WHAT IS NEEDED: Quote the entries that follow exactly, leaving none out.

DATA PROVIDED:
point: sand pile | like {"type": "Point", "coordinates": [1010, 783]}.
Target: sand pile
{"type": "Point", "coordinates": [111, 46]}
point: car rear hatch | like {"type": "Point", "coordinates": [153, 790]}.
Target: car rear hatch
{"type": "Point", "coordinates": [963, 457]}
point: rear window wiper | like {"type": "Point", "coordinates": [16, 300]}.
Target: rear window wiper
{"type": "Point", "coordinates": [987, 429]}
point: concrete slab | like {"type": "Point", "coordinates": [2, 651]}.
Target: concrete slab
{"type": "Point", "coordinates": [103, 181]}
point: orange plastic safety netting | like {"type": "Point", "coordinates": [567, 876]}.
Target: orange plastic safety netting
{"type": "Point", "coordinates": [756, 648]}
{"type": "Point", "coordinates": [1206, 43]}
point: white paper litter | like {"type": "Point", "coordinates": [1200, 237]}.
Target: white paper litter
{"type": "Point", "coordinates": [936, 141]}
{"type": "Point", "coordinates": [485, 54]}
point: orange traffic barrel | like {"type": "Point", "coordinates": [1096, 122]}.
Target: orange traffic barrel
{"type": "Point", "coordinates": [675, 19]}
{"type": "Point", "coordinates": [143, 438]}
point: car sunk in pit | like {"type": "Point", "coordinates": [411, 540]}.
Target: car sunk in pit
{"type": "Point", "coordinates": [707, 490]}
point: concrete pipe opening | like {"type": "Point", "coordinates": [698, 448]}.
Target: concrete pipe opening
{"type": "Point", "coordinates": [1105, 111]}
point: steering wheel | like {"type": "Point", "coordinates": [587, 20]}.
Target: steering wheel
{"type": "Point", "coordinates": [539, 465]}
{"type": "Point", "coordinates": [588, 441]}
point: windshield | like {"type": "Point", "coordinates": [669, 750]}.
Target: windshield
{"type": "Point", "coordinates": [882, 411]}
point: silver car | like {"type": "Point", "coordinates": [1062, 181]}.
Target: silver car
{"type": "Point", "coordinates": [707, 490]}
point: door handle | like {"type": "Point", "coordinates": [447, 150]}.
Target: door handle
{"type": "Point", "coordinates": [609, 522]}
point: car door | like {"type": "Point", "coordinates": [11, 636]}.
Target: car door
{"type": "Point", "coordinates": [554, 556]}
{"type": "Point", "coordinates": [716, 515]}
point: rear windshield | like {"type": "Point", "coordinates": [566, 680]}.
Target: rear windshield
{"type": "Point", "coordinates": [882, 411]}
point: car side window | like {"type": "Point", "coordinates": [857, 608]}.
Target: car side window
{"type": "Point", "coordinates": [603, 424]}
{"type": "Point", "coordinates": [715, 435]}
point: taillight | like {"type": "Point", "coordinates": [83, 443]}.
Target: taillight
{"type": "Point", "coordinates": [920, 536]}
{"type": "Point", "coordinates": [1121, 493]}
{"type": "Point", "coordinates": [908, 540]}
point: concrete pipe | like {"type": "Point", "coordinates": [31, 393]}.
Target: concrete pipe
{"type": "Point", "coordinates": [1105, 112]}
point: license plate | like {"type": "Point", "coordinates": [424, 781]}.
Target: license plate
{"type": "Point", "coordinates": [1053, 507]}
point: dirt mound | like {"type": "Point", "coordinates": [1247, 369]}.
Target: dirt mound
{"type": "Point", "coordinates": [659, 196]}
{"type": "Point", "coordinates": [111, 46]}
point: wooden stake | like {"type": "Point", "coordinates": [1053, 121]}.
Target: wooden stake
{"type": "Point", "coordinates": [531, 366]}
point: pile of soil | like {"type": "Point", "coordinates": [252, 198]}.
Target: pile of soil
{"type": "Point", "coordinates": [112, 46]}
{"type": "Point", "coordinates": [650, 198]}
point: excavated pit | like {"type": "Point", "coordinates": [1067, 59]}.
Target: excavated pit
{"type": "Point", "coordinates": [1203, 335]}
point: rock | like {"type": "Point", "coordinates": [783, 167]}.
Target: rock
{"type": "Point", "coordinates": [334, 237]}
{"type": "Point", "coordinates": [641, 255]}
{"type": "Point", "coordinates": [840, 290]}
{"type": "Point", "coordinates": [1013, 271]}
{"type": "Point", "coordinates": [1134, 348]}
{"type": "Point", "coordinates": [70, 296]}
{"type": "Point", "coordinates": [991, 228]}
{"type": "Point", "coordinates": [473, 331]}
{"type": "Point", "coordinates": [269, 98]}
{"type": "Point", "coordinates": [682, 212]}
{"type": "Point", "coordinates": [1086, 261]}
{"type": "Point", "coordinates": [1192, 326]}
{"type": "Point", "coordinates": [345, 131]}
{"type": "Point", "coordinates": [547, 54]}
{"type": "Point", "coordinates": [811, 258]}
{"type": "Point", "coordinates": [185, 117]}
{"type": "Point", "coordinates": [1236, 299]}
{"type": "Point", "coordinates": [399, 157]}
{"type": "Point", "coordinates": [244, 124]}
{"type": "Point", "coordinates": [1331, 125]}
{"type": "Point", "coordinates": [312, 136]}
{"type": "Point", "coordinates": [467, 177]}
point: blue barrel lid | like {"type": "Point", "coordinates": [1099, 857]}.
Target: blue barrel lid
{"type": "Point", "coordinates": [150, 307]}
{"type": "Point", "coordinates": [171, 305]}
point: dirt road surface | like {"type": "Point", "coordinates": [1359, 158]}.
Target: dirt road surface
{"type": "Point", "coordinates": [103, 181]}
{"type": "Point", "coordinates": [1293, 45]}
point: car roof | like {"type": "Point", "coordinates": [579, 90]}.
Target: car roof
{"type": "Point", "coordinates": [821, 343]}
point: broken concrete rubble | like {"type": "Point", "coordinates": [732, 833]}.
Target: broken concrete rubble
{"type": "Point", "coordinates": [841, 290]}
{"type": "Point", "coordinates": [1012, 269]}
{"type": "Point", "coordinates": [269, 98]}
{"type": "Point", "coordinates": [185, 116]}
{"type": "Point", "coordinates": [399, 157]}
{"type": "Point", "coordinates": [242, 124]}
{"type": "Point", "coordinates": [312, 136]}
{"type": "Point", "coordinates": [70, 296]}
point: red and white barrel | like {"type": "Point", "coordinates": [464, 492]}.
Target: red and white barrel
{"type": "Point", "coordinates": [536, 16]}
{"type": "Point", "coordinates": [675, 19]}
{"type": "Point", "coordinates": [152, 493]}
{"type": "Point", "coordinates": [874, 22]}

TASK SOLUTION:
point: sand pile | like {"type": "Point", "coordinates": [1010, 783]}.
Target: sand pile
{"type": "Point", "coordinates": [111, 46]}
point: car rear hatch | like {"type": "Point", "coordinates": [153, 790]}.
Target: car rear hatch
{"type": "Point", "coordinates": [963, 457]}
point: rear window wiper | like {"type": "Point", "coordinates": [16, 300]}.
Target: rear window wiper
{"type": "Point", "coordinates": [987, 429]}
point: concrete slab | like {"type": "Point", "coordinates": [2, 651]}.
Target: concrete slab
{"type": "Point", "coordinates": [103, 181]}
point: orange plastic safety netting | like {"type": "Point", "coordinates": [567, 876]}.
Target: orange plastic safety netting
{"type": "Point", "coordinates": [756, 648]}
{"type": "Point", "coordinates": [1206, 43]}
point: white paper litter | like {"type": "Point", "coordinates": [1200, 237]}.
Target: white paper litter
{"type": "Point", "coordinates": [936, 141]}
{"type": "Point", "coordinates": [485, 54]}
point: orange traffic barrel | like {"type": "Point", "coordinates": [1096, 122]}.
Target: orange traffic barrel
{"type": "Point", "coordinates": [675, 19]}
{"type": "Point", "coordinates": [143, 438]}
point: car sunk in pit | like {"type": "Point", "coordinates": [411, 540]}.
Target: car sunk in pit
{"type": "Point", "coordinates": [707, 490]}
point: concrete pipe opening | like {"type": "Point", "coordinates": [698, 448]}.
Target: concrete pipe opening
{"type": "Point", "coordinates": [1105, 111]}
point: steering wheel | like {"type": "Point", "coordinates": [587, 20]}.
Target: steering wheel
{"type": "Point", "coordinates": [539, 465]}
{"type": "Point", "coordinates": [588, 441]}
point: windshield | like {"type": "Point", "coordinates": [669, 750]}.
Target: windshield
{"type": "Point", "coordinates": [882, 411]}
point: silver car | like {"type": "Point", "coordinates": [1062, 181]}.
Target: silver car
{"type": "Point", "coordinates": [707, 490]}
point: door handle | like {"type": "Point", "coordinates": [447, 150]}.
Target: door handle
{"type": "Point", "coordinates": [609, 522]}
point: car door | like {"type": "Point", "coordinates": [11, 636]}.
Target: car door
{"type": "Point", "coordinates": [554, 556]}
{"type": "Point", "coordinates": [716, 515]}
point: rear windshield | like {"type": "Point", "coordinates": [566, 680]}.
Target: rear windshield
{"type": "Point", "coordinates": [882, 411]}
point: car side window | like {"type": "Point", "coordinates": [857, 608]}.
Target: car side window
{"type": "Point", "coordinates": [603, 424]}
{"type": "Point", "coordinates": [715, 435]}
point: taillight | like {"type": "Point", "coordinates": [83, 443]}.
Target: taillight
{"type": "Point", "coordinates": [920, 536]}
{"type": "Point", "coordinates": [1121, 493]}
{"type": "Point", "coordinates": [908, 540]}
point: concrete pipe | like {"type": "Point", "coordinates": [31, 393]}.
Target: concrete pipe
{"type": "Point", "coordinates": [1105, 112]}
point: license plate | like {"type": "Point", "coordinates": [424, 781]}.
Target: license plate
{"type": "Point", "coordinates": [1053, 507]}
point: dirt mound | like {"type": "Point", "coordinates": [1247, 369]}.
Target: dirt mound
{"type": "Point", "coordinates": [659, 196]}
{"type": "Point", "coordinates": [111, 46]}
point: wooden stake | like {"type": "Point", "coordinates": [1053, 121]}.
Target: wooden stake
{"type": "Point", "coordinates": [531, 366]}
point: pile of soil | like {"type": "Point", "coordinates": [252, 198]}.
Target: pile of soil
{"type": "Point", "coordinates": [112, 46]}
{"type": "Point", "coordinates": [650, 198]}
point: excavated pit | like {"type": "Point", "coordinates": [1067, 59]}.
Target: excavated pit
{"type": "Point", "coordinates": [1203, 335]}
point: rock | like {"type": "Point", "coordinates": [783, 167]}.
Target: rock
{"type": "Point", "coordinates": [334, 237]}
{"type": "Point", "coordinates": [641, 255]}
{"type": "Point", "coordinates": [840, 290]}
{"type": "Point", "coordinates": [1013, 271]}
{"type": "Point", "coordinates": [1134, 348]}
{"type": "Point", "coordinates": [70, 296]}
{"type": "Point", "coordinates": [991, 228]}
{"type": "Point", "coordinates": [473, 331]}
{"type": "Point", "coordinates": [269, 98]}
{"type": "Point", "coordinates": [682, 212]}
{"type": "Point", "coordinates": [1086, 261]}
{"type": "Point", "coordinates": [1192, 326]}
{"type": "Point", "coordinates": [345, 131]}
{"type": "Point", "coordinates": [547, 54]}
{"type": "Point", "coordinates": [811, 258]}
{"type": "Point", "coordinates": [185, 117]}
{"type": "Point", "coordinates": [1236, 299]}
{"type": "Point", "coordinates": [399, 157]}
{"type": "Point", "coordinates": [244, 124]}
{"type": "Point", "coordinates": [1331, 125]}
{"type": "Point", "coordinates": [312, 136]}
{"type": "Point", "coordinates": [467, 177]}
point: blue barrel lid | like {"type": "Point", "coordinates": [1099, 857]}.
Target: blue barrel lid
{"type": "Point", "coordinates": [150, 307]}
{"type": "Point", "coordinates": [171, 305]}
point: dirt road surface | like {"type": "Point", "coordinates": [1359, 158]}.
Target: dirt road surface
{"type": "Point", "coordinates": [103, 181]}
{"type": "Point", "coordinates": [1293, 45]}
point: car roof | like {"type": "Point", "coordinates": [579, 90]}.
Target: car roof
{"type": "Point", "coordinates": [821, 343]}
point: broken concrete rubble | like {"type": "Point", "coordinates": [732, 833]}.
Target: broken concrete rubble
{"type": "Point", "coordinates": [841, 290]}
{"type": "Point", "coordinates": [1012, 269]}
{"type": "Point", "coordinates": [269, 98]}
{"type": "Point", "coordinates": [185, 116]}
{"type": "Point", "coordinates": [399, 157]}
{"type": "Point", "coordinates": [242, 124]}
{"type": "Point", "coordinates": [312, 136]}
{"type": "Point", "coordinates": [70, 296]}
point: red and white barrel | like {"type": "Point", "coordinates": [464, 492]}.
Target: red and white barrel
{"type": "Point", "coordinates": [536, 16]}
{"type": "Point", "coordinates": [675, 19]}
{"type": "Point", "coordinates": [152, 493]}
{"type": "Point", "coordinates": [874, 22]}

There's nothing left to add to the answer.